--- EXERCISE PASSAGE Enclosed Below ---

Among outstanding challenges are:
- Data-free fusion across more than four modalities and arbitrarily large parameter spaces.
- Improved automatic selection and tuning of layerwise or chunkwise merge coefficients (Du et al., 31 Mar 2025, Zhang et al., 30 Sep 2025).
- Robustness to adversarial interference and dynamic, input-conditional merges (Yang et al., 2024).
- Extensible approaches for architectures without aligned component mapping (Yang et al., 2024, Du et al., 31 Mar 2025).
7. Applications and Future Directions
Multimodal model merging is now a primary technique for:
- Training-free composition of “omnimodal” LLMs spanning vision, audio, video, code, and geometric inputs (Wei et al., 26 May 2025, Chen et al., 2024).
- Catastrophic forgetting mitigation under sequential task additions (Yu et al., 22 May 2025, Li et al., 21 May 2025, Dziadzio et al., 2024).
- Lifelong/continual learning within decentralized and federated model repositories (Dziadzio et al., 2024).
- Building lightweight, high-accuracy, unified reasoning models (e.g., Tiny-R1V with AMM (Yin et al., 10 Oct 2025)) for edge or real-time multimodal inference.

--- End of Enclosed EXERCISE PASSAGE ---
--- EXTRACTED MATERIAL Enclosed Below ---

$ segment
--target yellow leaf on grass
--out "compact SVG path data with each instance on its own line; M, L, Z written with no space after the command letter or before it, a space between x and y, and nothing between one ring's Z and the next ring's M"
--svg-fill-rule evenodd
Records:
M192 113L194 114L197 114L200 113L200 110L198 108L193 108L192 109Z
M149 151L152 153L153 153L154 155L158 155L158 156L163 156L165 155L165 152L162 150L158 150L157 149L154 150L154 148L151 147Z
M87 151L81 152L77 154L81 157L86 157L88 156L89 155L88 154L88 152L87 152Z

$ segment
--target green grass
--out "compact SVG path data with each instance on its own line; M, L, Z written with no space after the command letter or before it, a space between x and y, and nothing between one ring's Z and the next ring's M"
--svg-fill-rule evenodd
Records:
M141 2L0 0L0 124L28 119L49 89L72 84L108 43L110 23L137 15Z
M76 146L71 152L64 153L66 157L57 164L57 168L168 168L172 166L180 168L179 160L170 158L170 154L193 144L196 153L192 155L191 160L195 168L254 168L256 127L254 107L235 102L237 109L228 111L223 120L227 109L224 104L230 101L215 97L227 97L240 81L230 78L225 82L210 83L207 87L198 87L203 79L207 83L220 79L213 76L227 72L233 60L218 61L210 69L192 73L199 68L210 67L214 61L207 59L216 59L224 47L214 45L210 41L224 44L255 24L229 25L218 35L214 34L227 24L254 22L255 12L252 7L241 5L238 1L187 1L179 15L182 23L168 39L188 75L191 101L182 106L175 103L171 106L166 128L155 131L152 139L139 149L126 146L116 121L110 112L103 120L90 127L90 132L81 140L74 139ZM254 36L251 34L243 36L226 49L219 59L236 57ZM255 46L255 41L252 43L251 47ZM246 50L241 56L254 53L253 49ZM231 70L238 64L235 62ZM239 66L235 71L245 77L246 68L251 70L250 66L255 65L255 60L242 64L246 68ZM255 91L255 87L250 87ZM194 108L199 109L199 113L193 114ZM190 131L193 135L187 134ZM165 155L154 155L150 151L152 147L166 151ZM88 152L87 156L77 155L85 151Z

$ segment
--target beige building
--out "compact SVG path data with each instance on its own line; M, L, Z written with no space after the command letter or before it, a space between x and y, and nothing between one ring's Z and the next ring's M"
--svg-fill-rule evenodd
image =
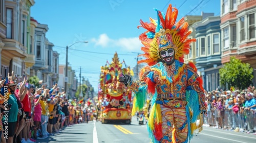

--- End of Enclosed EXTRACTED MATERIAL ---

## WORK ORDER A
Please answer these questions from the passage on multimodal model merging:
(i) Data-free fusion across more than how many modalities is listed as an outstanding challenge?
(ii) Which method is named alongside Tiny-R1V as an example of a lightweight unified reasoning model?
(iii) Which work is the only one cited for lifelong/continual learning within decentralized and federated model repositories?
## WORK ORDER B
Write a continuation of the passage on multimodal model merging, starting after its final bullet point.

## ANSWER BOX A
(i) Four
(ii) AMM
(iii) Dziadzio et al., 2024

## ANSWER BOX B
The combination of merging (for “fast path” fusion of experts), masking (for retention/decoupling), and targeted regularization (for conflict mitigation) is likely to remain foundational as the scale and scope of multimodal models expand. Benchmarks such as MCUB, InfiBench-V, and the FoMo-in-Flux suite will enable sustained, comparable empirical progress. Advances in unsupervised hyperparameter search, layer/chunk-aware merging, and dynamic/soft routers represent active research directions.
Ongoing work aims for robust, scalable, and theory-grounded model merging frameworks that can efficiently support continual multimodal expansion with minimal catastrophic forgetting and maximal synergy (Yang et al., 2024, Wang et al., 12 Jan 2026, Wei et al., 26 May 2025).